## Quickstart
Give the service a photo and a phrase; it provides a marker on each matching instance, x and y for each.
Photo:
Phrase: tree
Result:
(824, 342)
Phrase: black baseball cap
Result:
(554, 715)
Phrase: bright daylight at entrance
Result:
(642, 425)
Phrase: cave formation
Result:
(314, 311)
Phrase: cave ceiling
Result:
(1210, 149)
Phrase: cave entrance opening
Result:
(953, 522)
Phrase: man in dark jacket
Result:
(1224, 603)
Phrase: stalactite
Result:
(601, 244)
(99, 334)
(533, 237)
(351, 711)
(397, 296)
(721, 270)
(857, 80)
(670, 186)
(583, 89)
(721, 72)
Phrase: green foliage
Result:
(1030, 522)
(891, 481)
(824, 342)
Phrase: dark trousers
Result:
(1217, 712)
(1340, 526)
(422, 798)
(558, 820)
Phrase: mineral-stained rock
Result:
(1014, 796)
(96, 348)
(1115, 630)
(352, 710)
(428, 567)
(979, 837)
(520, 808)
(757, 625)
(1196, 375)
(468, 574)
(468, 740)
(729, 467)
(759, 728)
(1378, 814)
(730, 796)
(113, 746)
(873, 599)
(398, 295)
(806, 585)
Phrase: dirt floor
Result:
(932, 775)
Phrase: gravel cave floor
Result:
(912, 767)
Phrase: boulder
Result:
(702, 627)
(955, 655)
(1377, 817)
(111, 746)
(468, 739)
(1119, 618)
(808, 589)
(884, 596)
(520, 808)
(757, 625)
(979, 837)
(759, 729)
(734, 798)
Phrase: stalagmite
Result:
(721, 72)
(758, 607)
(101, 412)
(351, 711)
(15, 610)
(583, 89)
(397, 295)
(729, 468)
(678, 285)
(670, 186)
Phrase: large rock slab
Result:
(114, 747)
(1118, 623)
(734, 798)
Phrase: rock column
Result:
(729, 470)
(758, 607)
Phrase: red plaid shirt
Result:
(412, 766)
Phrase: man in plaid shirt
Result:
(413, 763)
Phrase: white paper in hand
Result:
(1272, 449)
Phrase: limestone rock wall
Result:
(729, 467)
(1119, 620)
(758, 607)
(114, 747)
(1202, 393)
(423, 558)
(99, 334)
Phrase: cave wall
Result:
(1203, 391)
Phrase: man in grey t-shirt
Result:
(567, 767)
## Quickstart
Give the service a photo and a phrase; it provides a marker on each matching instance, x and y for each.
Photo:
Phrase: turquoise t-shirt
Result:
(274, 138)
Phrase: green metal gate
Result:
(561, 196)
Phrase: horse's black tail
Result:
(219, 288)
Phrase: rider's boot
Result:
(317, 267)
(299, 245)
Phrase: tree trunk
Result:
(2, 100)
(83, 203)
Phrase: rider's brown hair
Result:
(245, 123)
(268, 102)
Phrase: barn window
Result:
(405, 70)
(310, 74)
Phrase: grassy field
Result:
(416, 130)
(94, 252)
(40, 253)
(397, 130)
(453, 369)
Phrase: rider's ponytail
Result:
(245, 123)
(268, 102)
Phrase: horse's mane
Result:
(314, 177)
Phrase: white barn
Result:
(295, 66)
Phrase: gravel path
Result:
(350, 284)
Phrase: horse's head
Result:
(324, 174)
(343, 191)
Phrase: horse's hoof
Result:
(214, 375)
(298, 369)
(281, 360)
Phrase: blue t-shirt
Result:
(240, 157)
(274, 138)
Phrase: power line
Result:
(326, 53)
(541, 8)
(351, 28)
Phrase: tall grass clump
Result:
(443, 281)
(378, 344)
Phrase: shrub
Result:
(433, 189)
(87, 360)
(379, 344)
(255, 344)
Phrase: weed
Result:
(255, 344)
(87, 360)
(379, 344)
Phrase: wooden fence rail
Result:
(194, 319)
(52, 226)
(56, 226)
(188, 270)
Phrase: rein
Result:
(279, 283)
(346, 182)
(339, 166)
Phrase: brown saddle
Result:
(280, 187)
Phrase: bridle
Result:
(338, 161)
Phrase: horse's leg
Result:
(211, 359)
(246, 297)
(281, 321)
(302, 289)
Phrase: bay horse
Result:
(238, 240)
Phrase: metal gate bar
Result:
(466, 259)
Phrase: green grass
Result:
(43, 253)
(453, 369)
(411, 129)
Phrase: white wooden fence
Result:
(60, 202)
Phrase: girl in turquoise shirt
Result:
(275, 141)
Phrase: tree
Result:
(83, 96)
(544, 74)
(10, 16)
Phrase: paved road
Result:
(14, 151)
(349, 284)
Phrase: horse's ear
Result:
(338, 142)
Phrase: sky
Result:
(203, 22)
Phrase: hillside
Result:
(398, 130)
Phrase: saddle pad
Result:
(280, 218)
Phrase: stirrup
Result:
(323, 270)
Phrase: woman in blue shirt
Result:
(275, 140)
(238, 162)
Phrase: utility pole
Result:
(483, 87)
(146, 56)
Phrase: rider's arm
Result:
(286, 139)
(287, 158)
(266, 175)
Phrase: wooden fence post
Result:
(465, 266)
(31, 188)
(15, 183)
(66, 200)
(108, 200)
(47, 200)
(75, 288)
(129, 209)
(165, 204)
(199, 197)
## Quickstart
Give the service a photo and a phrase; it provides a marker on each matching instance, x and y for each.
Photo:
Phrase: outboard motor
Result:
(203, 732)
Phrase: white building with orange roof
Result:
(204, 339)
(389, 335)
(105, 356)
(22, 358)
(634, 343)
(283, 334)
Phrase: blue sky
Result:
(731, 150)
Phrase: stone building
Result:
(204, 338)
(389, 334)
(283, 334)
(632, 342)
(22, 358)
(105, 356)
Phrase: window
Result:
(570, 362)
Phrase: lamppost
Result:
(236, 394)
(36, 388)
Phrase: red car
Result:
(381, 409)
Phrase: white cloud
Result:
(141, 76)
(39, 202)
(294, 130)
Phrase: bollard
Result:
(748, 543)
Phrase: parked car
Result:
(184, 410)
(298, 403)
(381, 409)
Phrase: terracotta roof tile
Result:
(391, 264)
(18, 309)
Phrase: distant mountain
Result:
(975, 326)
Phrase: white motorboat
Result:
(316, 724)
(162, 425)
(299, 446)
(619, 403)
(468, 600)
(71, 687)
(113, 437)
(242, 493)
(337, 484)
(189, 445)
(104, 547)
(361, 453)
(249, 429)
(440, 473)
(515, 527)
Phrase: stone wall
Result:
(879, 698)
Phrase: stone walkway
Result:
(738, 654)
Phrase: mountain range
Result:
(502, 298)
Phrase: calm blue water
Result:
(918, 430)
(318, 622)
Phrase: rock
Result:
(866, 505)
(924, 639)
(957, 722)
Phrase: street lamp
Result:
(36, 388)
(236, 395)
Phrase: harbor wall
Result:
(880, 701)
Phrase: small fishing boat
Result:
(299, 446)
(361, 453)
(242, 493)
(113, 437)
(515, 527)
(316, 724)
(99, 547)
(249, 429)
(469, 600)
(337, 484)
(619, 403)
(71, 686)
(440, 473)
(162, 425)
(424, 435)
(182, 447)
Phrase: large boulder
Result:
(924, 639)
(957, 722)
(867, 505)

* What to do *
Wherever a line in the data above holds the word "fence", copy that line.

* Solution for this exercise *
Phrase: wooden fence rail
Phrase: white wooden fence
Phrase: wooden fence post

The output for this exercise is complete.